Written exercise: Change every "innermost" in the lines below to "central" and write all the lines out again, leaving everything else the same.

Provided data:

##############################

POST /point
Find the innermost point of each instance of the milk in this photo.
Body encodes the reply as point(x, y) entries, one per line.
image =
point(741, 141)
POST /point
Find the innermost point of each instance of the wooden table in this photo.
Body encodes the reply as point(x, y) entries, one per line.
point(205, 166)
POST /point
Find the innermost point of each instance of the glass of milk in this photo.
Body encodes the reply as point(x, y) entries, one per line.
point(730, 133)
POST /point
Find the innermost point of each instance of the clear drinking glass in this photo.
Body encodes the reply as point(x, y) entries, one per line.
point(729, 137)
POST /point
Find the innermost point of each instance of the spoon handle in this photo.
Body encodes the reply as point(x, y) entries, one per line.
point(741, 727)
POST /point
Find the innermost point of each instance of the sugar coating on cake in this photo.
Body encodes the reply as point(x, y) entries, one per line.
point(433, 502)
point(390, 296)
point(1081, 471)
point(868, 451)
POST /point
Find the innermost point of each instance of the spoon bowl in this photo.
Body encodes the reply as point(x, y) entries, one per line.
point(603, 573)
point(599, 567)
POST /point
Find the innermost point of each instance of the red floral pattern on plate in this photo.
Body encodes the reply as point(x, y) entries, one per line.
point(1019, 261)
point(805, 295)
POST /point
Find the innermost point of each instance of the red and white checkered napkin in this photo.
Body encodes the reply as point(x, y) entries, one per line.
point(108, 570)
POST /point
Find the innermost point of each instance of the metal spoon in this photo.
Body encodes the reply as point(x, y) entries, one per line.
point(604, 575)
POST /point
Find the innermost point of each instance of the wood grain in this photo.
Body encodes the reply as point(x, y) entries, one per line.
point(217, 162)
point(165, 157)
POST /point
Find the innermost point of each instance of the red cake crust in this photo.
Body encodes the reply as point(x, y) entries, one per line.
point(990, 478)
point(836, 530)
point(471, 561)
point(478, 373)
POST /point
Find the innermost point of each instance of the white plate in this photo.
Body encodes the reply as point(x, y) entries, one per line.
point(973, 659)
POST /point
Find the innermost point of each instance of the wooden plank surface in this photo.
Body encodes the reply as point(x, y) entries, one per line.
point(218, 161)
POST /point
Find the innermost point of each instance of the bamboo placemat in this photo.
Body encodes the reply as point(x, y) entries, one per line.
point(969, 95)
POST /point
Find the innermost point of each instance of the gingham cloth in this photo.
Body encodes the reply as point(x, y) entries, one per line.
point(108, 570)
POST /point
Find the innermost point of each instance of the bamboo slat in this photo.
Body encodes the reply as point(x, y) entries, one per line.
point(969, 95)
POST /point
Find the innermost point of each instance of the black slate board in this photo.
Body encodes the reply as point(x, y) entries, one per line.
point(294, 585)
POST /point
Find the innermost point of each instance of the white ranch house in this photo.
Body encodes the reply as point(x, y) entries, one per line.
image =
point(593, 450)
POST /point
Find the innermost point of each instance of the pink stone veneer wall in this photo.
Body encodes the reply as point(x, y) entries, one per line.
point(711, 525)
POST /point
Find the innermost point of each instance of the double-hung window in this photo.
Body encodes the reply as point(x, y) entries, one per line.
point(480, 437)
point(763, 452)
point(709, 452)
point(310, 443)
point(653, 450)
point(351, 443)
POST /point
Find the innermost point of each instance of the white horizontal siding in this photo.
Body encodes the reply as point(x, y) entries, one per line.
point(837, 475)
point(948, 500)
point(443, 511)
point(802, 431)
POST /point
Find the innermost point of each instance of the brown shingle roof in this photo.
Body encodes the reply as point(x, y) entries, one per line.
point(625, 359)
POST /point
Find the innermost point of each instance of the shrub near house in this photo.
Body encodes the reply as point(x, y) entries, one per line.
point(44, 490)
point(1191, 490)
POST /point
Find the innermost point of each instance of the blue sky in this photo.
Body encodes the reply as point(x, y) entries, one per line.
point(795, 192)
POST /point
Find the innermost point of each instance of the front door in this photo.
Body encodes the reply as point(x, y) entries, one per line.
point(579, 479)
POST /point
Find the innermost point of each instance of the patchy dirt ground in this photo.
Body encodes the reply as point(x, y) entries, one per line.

##############################

Solution to the problem:
POST /point
Find the central point of each instance of the milk in this photo.
Body encodes the reply as point(x, y) entries, one per line.
image =
point(741, 141)
POST /point
Find the central point of each instance of the wooden table in this photo.
Body encodes the reply as point(x, y) entries, one per line.
point(205, 166)
POST /point
Find the central point of each instance of the glass of milk in this photo.
Body encodes the reply as point(x, y) entries, one per line.
point(730, 133)
POST /point
Find the central point of each instance of the clear drinking glass in this photo.
Body encodes the reply as point(x, y) entries, one per line.
point(729, 137)
POST /point
Find the central point of each instance of the spoon handle in this photo.
Body encodes the reply as point(x, y) entries, one per line.
point(741, 727)
POST /point
Find the central point of each instance of the sugar coating on cake in this photo.
Body encodes the reply as point(x, y) entries, one per line.
point(433, 502)
point(390, 296)
point(1081, 471)
point(868, 451)
POST /point
Find the central point of each instance of the spoon bowl in this photo.
Body encodes the reply as point(x, y) entries, one per line.
point(603, 573)
point(599, 567)
POST /point
Find the central point of each instance of the red floral pattern on plate in this photo.
Body encodes the reply as point(x, y) entries, one per line.
point(1019, 261)
point(805, 295)
POST /point
Find the central point of each instance of the red and white checkered napkin in this photo.
Body encodes the reply as point(x, y) entries, one per line.
point(108, 570)
POST /point
Find the central point of each instance of the metal spoon in this photo.
Body encodes the reply as point(x, y) entries, one per line.
point(604, 575)
POST /point
Find the central point of each instance of the wood grain in this photo.
Body encodes the reply as point(x, y) entries, one per line.
point(217, 162)
point(165, 157)
POST /point
Find the central point of each instance of the red cake crust in this photo.
Body encodes the reply as point(x, y) entries, one per line.
point(990, 478)
point(836, 530)
point(471, 561)
point(478, 373)
POST /point
Find the central point of each instance of the white plate in this photo.
Body encodes the reply as point(x, y) entries, one per line.
point(973, 659)
POST /point
Find the central point of each instance of the wooden plank surface in this photo.
Body encodes the reply as point(x, y) entries, one per line.
point(218, 161)
POST /point
Find the central point of each instance of the bamboo placemat in this photo.
Body encodes the reply as point(x, y) entries, one per line.
point(969, 95)
POST /point
Find the central point of each instance of the gingham cloth in this photo.
Body encodes the reply as point(x, y) entries, one per line.
point(108, 570)
POST /point
Find the central point of each instance of the bamboo slat in this photo.
Body encodes the reply as point(x, y) entries, one per line.
point(969, 95)
POST /point
Find the central point of each instance of the black slate board in this photo.
Body encodes the reply as point(x, y) entries, one per line.
point(294, 585)
POST /point
Find the central point of each instance of the white ranch house in this photo.
Body encodes the reply as point(x, y) entries, one per line.
image =
point(593, 450)
POST /point
Find the central point of each instance of the pink stone veneer wall in this photo.
Body encodes the reply as point(x, y) entries, one per line.
point(711, 525)
POST /point
Find the central point of each instance of the double-hung window in this photo.
Body encodes the reply as point(x, y) entries, one per line.
point(480, 437)
point(763, 452)
point(709, 452)
point(310, 443)
point(653, 450)
point(351, 443)
POST /point
Find the central point of each instance of the white horizontal siding in this photo.
Body encodes the reply as point(x, y) entries, one per line.
point(837, 475)
point(948, 500)
point(443, 511)
point(802, 431)
POST /point
Find the central point of each instance of the brown shingle roof in this photo.
Body encodes the reply as point(x, y) entries, one per line.
point(625, 359)
POST /point
Find the central point of each instance of the shrub near house in this photo.
Body encodes the reply as point(x, y) entries, one per line.
point(44, 490)
point(1191, 490)
POST /point
Find the central point of each instance of the blue sky in this photo.
Body encodes the reply as point(x, y) entries, one per line.
point(795, 192)
POST /point
Find the central point of each instance of the front door in this photo.
Body encodes the reply as point(x, y) entries, one per line.
point(579, 479)
POST /point
Find the central point of each instance of the patchy dirt ground in this photo.
Body encodes the reply as point(x, y) entries, one per line.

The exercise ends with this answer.